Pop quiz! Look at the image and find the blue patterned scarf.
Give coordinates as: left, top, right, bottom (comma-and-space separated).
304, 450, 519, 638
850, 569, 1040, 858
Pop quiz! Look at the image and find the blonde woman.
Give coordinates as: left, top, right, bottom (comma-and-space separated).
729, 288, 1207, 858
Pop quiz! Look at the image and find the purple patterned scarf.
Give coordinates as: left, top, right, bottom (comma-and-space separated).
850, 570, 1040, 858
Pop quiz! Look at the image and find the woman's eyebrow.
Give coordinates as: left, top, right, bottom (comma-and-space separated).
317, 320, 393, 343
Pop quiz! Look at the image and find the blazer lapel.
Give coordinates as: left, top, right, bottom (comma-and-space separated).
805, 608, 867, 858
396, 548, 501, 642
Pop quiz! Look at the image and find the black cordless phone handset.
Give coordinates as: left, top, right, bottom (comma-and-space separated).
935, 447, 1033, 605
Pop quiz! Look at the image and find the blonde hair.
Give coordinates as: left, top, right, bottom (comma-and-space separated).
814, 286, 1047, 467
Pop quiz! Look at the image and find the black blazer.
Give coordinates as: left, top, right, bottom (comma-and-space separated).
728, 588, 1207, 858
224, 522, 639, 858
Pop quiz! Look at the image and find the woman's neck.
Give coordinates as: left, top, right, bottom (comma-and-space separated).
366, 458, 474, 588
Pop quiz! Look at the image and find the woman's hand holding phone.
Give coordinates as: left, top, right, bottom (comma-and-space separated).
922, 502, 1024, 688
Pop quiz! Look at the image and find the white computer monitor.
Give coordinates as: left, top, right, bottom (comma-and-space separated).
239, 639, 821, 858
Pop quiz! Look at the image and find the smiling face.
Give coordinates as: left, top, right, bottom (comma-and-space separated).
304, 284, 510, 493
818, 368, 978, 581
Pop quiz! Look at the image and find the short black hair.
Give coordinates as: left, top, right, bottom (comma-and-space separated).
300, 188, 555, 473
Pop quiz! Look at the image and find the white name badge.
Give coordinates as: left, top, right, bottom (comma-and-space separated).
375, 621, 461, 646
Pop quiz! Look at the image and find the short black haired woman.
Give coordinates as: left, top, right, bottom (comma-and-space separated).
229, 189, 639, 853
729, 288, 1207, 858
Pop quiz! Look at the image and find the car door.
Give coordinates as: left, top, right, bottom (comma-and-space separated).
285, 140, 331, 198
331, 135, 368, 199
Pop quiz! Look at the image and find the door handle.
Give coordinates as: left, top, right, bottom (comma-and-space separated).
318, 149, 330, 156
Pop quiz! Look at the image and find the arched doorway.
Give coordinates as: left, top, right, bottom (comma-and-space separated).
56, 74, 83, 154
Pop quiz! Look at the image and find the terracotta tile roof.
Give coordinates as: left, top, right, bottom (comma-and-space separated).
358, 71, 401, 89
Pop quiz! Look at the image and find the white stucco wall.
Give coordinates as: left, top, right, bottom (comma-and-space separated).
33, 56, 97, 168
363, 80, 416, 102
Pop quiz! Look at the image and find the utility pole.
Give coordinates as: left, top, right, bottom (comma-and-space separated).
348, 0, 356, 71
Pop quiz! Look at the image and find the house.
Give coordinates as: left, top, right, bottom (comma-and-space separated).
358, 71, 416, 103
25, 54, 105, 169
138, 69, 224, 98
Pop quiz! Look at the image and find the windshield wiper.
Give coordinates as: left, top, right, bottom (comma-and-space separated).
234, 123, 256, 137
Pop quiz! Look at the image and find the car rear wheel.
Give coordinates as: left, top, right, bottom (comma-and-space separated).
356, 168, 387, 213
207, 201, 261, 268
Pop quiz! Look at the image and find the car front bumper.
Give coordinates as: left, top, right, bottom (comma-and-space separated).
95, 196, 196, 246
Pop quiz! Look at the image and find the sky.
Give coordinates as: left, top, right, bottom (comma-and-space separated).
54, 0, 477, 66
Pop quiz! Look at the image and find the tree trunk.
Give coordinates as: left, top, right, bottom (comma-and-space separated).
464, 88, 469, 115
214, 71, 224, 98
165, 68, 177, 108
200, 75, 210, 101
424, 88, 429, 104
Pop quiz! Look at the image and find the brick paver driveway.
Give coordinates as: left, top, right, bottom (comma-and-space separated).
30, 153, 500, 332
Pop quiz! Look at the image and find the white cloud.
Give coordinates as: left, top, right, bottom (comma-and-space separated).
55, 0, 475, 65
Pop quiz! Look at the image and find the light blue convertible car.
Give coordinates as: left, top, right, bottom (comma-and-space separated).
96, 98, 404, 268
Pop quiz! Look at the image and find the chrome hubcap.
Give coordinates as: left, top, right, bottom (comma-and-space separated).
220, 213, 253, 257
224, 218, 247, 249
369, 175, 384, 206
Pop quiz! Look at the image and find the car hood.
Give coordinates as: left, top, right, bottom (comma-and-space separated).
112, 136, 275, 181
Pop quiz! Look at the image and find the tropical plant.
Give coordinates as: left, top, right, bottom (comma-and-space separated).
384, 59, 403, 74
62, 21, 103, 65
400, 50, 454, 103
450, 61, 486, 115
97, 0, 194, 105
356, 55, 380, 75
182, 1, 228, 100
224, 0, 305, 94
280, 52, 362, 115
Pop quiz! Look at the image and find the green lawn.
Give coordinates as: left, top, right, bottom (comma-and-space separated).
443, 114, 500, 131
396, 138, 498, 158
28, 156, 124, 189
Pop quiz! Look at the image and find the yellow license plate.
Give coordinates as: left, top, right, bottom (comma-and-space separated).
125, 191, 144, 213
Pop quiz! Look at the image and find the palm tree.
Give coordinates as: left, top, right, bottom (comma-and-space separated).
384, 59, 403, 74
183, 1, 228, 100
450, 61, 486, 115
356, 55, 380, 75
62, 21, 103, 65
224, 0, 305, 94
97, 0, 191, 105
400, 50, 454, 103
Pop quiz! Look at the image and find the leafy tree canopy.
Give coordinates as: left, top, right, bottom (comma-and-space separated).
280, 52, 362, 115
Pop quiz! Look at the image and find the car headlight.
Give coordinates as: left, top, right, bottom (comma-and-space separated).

**DIRECTIVE:** Put every line of the records above into a numbered list, leaving out any blank lines.

**SOLUTION TO THE PROBLEM:**
1. Pop quiz! Look at the image and find the blue patterned scarf.
2. Give coordinates as: left, top, right, bottom (comma-and-space separated).
3. 304, 450, 519, 638
4. 850, 569, 1040, 858
5. Pop quiz! Look at the image and find the blonde woman.
6. Give coordinates as: left, top, right, bottom (comma-and-space separated).
7. 729, 288, 1207, 858
8. Pop quiz! Look at the image and find the purple patterned scarf.
9. Give coordinates as: left, top, right, bottom (comma-and-space separated).
10. 850, 570, 1040, 858
11. Pop quiz! Look at the image and find the woman's eyebrow.
12. Give coordinates as: left, top, right, bottom (comma-and-space separated).
13. 317, 320, 393, 343
14. Pop quiz! Look at the image and find the blazer lapel.
15. Give coordinates as: left, top, right, bottom (comma-and-space separated).
16. 805, 608, 867, 858
17. 396, 548, 501, 642
18. Pop quiz! Look at the image and find the black cordless phone handset.
19. Give coordinates as: left, top, right, bottom (comma-and-space separated).
20. 935, 447, 1033, 605
21. Pop quiz! Look at the image and find the blonde hair.
22. Give coordinates as: left, top, right, bottom (comma-and-space separated).
23. 814, 286, 1047, 467
24. Pop quiz! Look at the image and find the black blazer.
25. Give coordinates as: left, top, right, bottom (comma-and-space separated).
26. 728, 588, 1207, 858
27. 224, 522, 639, 858
28. Pop quiz! Look at the image and find the woman's neck.
29. Give coordinates as: left, top, right, bottom (comma-and-space separated).
30. 366, 458, 474, 588
31. Pop quiz! Look at the image and find the woman's hand holding phone.
32. Give coordinates as: left, top, right, bottom (comma-and-space separated).
33. 922, 502, 1024, 688
34. Pop quiz! Look at the image and find the white computer monitor.
35. Give coordinates as: left, top, right, bottom (comma-and-space separated).
36. 239, 639, 821, 858
37. Pop quiz! Look at the image and find the smiling face.
38. Give coordinates as: left, top, right, bottom (comma-and-space separated).
39. 304, 284, 510, 493
40. 818, 368, 978, 581
41. Pop quiz! Look at the image and find the short black hair.
42. Give coordinates as: left, top, right, bottom (comma-and-space separated).
43. 300, 188, 555, 473
44. Pop quiz! Look at the image and find the white name badge.
45. Give coordinates as: left, top, right, bottom (comma-and-space separated).
46. 375, 621, 461, 646
47. Pop quiz! Look at the image and find the short black haired woman.
48. Give coordinates as: left, top, right, bottom (comma-and-space separated).
49. 229, 189, 639, 853
50. 729, 288, 1207, 858
51. Pop quiz! Look at the image and find the car door.
52. Give coordinates as: left, top, right, bottom (comma-and-space separated).
53. 285, 140, 331, 198
54. 331, 135, 368, 199
55. Pop quiz! Look at the image and find the door handle.
56. Give coordinates as: left, top, right, bottom (comma-and-space separated).
57. 318, 149, 330, 156
58. Pop quiz! Look at the image and find the arched doorway.
59. Give coordinates as: left, top, right, bottom (comma-and-space separated).
60. 56, 74, 83, 154
61. Pop quiz! Look at the image and find the terracotta tile roof.
62. Give coordinates as: left, top, right, bottom (comma-and-space separated).
63. 358, 71, 401, 89
64. Pop quiz! Look at the image and find the white stucco wall.
65. Give coordinates as: left, top, right, bottom (comma-and-space separated).
66. 33, 56, 97, 168
67. 363, 80, 416, 102
68. Pop quiz! Look at the image and find the utility pole.
69. Give coordinates as: left, top, right, bottom (comma-and-space separated).
70. 348, 0, 356, 71
71. Pop quiz! Look at the image and find the house.
72. Give coordinates as: left, top, right, bottom (comma-and-space separated).
73. 358, 71, 416, 103
74. 25, 54, 105, 169
75. 138, 69, 224, 98
76. Pop quiz! Look at the image and find the windshield wiper.
77. Give coordinates as: left, top, right, bottom (comma-and-space separated).
78. 234, 123, 256, 137
79. Pop quiz! Look at the image and find the car rear wheel.
80. Give coordinates as: left, top, right, bottom (comma-and-space separated).
81. 356, 168, 387, 213
82. 207, 201, 261, 268
83. Pop quiz! Look at the image and find the car front bumper.
84. Give coordinates as: left, top, right, bottom (comma-and-space separated).
85. 95, 196, 196, 246
86. Pop quiz! Look at the image and find the sky.
87. Give coordinates as: left, top, right, bottom (comma-and-space separated).
88. 54, 0, 477, 66
89. Pop quiz! Look at the image and find the tree trunk.
90. Give coordinates as: left, top, right, bottom (comma-and-space separated).
91. 464, 88, 469, 115
92. 214, 71, 224, 98
93. 165, 68, 177, 108
94. 200, 75, 210, 101
95. 424, 88, 429, 104
96. Pop quiz! Look at the image and find the brick paver driveway.
97. Give coordinates as: left, top, right, bottom (comma-and-space separated).
98. 30, 153, 500, 332
99. Pop quiz! Look at the image and find the white cloud.
100. Give coordinates as: left, top, right, bottom (comma-and-space separated).
101. 55, 0, 475, 65
102. Pop quiz! Look at the image and find the light blue convertible car.
103. Give coordinates as: left, top, right, bottom (comma-and-space separated).
104. 96, 98, 404, 268
105. Pop quiz! Look at the image and find the chrome hubcap.
106. Give coordinates as: left, top, right, bottom (comma-and-space separated).
107. 220, 213, 253, 257
108. 224, 218, 247, 249
109. 369, 175, 384, 206
110. Pop quiz! Look at the image and find the car hood.
111. Give coordinates as: left, top, right, bottom (comma-and-space separated).
112. 112, 136, 275, 181
113. Pop quiz! Look at the image and find the tropical plant.
114. Give coordinates as: left, top, right, bottom (comma-and-space separated).
115. 384, 59, 403, 74
116. 62, 21, 103, 65
117. 400, 50, 454, 103
118. 450, 61, 486, 115
119. 97, 0, 194, 105
120. 356, 55, 380, 75
121. 182, 1, 228, 100
122. 224, 0, 305, 94
123. 280, 52, 362, 115
124. Pop quiz! Look at the image and find the green lawn.
125. Give coordinates as: left, top, right, bottom (comma-and-space separated).
126. 443, 114, 500, 131
127. 396, 138, 498, 158
128. 28, 156, 124, 189
129. Pop quiz! Look at the image and find the yellow license plate.
130. Give coordinates as: left, top, right, bottom (comma-and-space separated).
131. 125, 191, 144, 213
132. Pop quiz! Look at the image and find the palm tree.
133. Give coordinates as: left, top, right, bottom (comma-and-space separated).
134. 384, 59, 403, 74
135. 183, 1, 228, 100
136. 450, 61, 486, 115
137. 356, 55, 380, 75
138. 62, 21, 103, 65
139. 224, 0, 305, 94
140. 97, 0, 191, 105
141. 400, 50, 454, 103
142. Pop quiz! Look at the image and find the leafy tree canopy.
143. Give coordinates as: left, top, right, bottom (comma-and-space separated).
144. 280, 52, 362, 115
145. Pop quiz! Look at the image and find the car headlight.
146. Give coordinates as: left, top, right, bottom (comma-and-space separated).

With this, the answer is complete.